**Task 1**. In the health insurance report, how many full-time workers and dependents were uninsured in 2004?
**Task 2**. Please revise everything in the health insurance report from "The cost borne" down to "workers and dependents." so that "uncompensated care expenses" becomes "unreimbursed care costs".

*** Opening Reading passage ***

Health insurance coverage and unpaid healthcare for full-time workers and their family members without employer coverage cost the U.S. public $45 billion a year, according to a report from The Commonwealth Fund.
The report, "Who Pays for Health Care When Workers Are Uninsured?" by Sherry Glied and Bisundev Mahato at Columbia University, found that 19 million full-time workers and their dependents were uninsured in 2004, compared to 16 million in 1999. The report also found that 11 million workers and their dependents are enrolled in public programs in 2004, up from 6 million in 1999, a 70 percent increase over the five-year period.
The cost borne by the public for workers not covered by their own employers is largely a result of fewer workers and worker family members obtaining health insurance coverage through their employers. This includes $33 billion in the cost of public coverage such as Medicaid and the State Children's Health Insurance Program, and $12 billion in uncompensated care expenses, which are paid by Federal, state and local governments and shifted to other payers, provided to uninsured workers and dependents.
"Without insurance coverage, people don't get the care they need when they are sick, and the preventive care they need to keep them from getting sick in the first place," said lead author Sherry Glied, Professor and Chair of the Department of Health Policy and Management of Columbia University's Mailman School of Public Health. "When private employer-sponsored coverage declines, public health insurance and uncompensated care only fill part of the gap. We need expanded health insurance coverage to ensure that everyone has access to the benefits of healthcare."

*** Closing Reading passage ***
*** Opening Given information ***

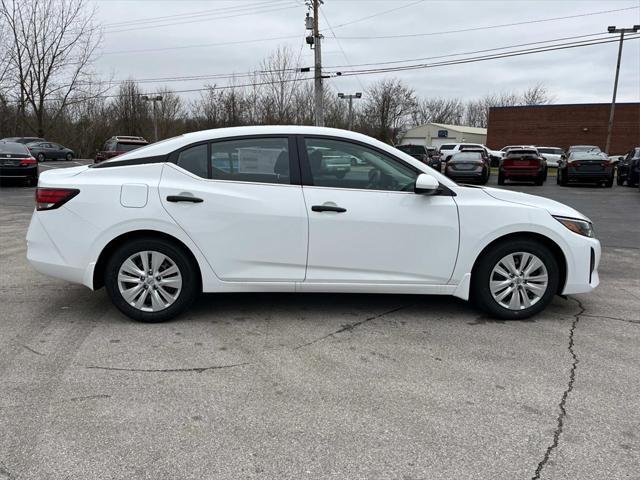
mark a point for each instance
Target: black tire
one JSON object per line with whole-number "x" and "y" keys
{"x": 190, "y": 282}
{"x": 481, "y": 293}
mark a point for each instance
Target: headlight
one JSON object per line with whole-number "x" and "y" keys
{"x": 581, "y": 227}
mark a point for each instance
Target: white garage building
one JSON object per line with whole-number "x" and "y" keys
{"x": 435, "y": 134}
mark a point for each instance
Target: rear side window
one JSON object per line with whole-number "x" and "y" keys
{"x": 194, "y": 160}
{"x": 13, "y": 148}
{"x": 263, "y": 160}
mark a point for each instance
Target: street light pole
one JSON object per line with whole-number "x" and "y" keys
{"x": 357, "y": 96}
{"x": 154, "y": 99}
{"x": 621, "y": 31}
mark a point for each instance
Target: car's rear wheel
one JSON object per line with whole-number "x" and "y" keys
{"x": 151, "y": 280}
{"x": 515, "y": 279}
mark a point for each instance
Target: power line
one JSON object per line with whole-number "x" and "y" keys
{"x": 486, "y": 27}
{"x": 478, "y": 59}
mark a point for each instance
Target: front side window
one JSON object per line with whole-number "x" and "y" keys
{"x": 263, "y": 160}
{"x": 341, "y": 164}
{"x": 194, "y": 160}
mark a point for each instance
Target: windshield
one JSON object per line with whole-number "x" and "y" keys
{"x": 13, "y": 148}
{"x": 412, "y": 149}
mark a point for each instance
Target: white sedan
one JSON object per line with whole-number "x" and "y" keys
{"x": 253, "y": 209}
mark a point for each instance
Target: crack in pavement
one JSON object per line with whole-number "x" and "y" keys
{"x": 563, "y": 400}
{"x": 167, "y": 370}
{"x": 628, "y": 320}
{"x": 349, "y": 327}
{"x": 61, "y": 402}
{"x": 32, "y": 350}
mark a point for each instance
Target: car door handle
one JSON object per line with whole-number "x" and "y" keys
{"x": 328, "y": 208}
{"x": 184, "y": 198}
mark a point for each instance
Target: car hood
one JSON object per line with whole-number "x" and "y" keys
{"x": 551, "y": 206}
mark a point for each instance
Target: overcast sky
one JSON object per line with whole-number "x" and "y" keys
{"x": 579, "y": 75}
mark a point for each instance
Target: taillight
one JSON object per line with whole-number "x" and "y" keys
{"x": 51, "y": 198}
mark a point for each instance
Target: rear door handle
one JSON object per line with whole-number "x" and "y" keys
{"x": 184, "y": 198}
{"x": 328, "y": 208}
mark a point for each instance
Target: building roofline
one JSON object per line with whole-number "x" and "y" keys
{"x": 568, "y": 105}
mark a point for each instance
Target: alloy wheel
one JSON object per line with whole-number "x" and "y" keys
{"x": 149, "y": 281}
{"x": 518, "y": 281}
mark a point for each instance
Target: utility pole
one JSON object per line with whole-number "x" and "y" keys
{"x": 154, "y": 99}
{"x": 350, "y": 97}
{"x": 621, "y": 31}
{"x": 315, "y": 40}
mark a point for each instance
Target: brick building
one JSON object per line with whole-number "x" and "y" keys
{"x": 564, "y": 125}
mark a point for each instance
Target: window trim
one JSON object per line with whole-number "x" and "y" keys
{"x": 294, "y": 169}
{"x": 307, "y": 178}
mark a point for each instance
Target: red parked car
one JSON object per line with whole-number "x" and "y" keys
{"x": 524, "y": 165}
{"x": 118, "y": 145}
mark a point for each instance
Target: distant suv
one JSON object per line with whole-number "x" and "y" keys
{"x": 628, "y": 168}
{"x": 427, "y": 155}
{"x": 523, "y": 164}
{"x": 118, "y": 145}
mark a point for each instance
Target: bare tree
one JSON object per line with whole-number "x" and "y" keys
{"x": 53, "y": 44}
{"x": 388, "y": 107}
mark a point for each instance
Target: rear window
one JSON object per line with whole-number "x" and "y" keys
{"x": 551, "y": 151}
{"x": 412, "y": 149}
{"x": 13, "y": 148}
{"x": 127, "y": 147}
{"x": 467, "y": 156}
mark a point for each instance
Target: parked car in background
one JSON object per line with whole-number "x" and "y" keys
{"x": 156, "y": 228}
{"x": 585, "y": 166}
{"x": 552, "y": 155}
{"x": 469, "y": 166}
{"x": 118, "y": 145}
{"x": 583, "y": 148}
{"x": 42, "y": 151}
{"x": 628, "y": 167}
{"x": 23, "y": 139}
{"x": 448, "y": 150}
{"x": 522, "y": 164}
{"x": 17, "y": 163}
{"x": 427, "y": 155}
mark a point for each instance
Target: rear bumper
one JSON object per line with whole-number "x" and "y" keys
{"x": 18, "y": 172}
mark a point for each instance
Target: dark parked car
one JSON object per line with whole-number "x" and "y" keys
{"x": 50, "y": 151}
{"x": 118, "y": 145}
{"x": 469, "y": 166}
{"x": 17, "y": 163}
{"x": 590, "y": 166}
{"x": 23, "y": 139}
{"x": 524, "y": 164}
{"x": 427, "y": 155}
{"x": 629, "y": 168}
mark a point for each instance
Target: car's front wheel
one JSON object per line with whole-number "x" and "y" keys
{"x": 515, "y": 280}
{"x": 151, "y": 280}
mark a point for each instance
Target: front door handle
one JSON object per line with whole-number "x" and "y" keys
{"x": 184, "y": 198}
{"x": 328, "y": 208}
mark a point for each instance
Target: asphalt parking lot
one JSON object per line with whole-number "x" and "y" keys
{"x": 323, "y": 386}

*** Closing Given information ***

**Task answer 1**. 19 million

**Task answer 2**.
The cost borne by the public for workers not covered by their own employers is largely a result of fewer workers and worker family members obtaining health insurance coverage through their employers. This includes $33 billion in the cost of public coverage such as Medicaid and the State Children's Health Insurance Program, and $12 billion in unreimbursed care costs, which are paid by Federal, state and local governments and shifted to other payers, provided to uninsured workers and dependents.